* **AVAILABLE RECORDS**:

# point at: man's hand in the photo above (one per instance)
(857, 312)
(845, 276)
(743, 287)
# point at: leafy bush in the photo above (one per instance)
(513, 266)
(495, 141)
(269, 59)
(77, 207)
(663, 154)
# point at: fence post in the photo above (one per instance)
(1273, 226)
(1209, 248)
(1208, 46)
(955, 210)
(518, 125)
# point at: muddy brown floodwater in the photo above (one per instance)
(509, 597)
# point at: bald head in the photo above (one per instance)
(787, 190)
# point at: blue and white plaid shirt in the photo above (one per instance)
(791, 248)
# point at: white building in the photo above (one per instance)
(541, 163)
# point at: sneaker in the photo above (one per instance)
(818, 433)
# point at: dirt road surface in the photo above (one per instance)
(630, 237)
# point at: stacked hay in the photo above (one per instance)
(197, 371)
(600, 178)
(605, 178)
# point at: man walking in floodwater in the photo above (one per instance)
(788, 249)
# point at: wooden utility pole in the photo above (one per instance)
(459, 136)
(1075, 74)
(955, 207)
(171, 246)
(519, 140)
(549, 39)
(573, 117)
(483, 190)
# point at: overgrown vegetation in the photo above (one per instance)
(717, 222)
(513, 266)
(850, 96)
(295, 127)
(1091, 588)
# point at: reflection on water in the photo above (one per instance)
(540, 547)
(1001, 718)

* **STATED TASK**: Extract the whole listing, character for character.

* **COMPLETE RESPONSE**:
# point at: man's hand in the photo above (one per instance)
(857, 312)
(845, 276)
(743, 287)
# point at: leafy bush in the photo above (one per instance)
(513, 266)
(495, 141)
(269, 59)
(77, 207)
(663, 154)
# point at: fence post in the photo above (one per instance)
(1273, 226)
(1209, 248)
(1208, 46)
(955, 210)
(518, 125)
# point at: muddy brown floodwater in the photo above (one per instance)
(509, 597)
# point at: bald head in the photo above (one per instance)
(787, 190)
# point at: blue and white plaid shirt in the photo above (one per instance)
(791, 248)
# point at: white building in the photo above (one per instance)
(541, 163)
# point at: sneaker in the photo above (one per instance)
(818, 433)
# point at: dirt road surface in the photo above (one per instance)
(630, 237)
# point at: stacked hay in the photo above (one per instance)
(197, 371)
(600, 178)
(605, 178)
# point at: man walking in floodwater in the photo above (one per instance)
(788, 249)
# point at: wooden utility pole in the photo above (one per instance)
(459, 136)
(1075, 74)
(955, 207)
(171, 246)
(519, 140)
(549, 39)
(573, 117)
(483, 190)
# point at: overgrown vegetation in the photo above (one per instance)
(717, 222)
(513, 266)
(850, 96)
(295, 127)
(1091, 588)
# point at: reflection on water in the photo above (one per instance)
(540, 547)
(1001, 718)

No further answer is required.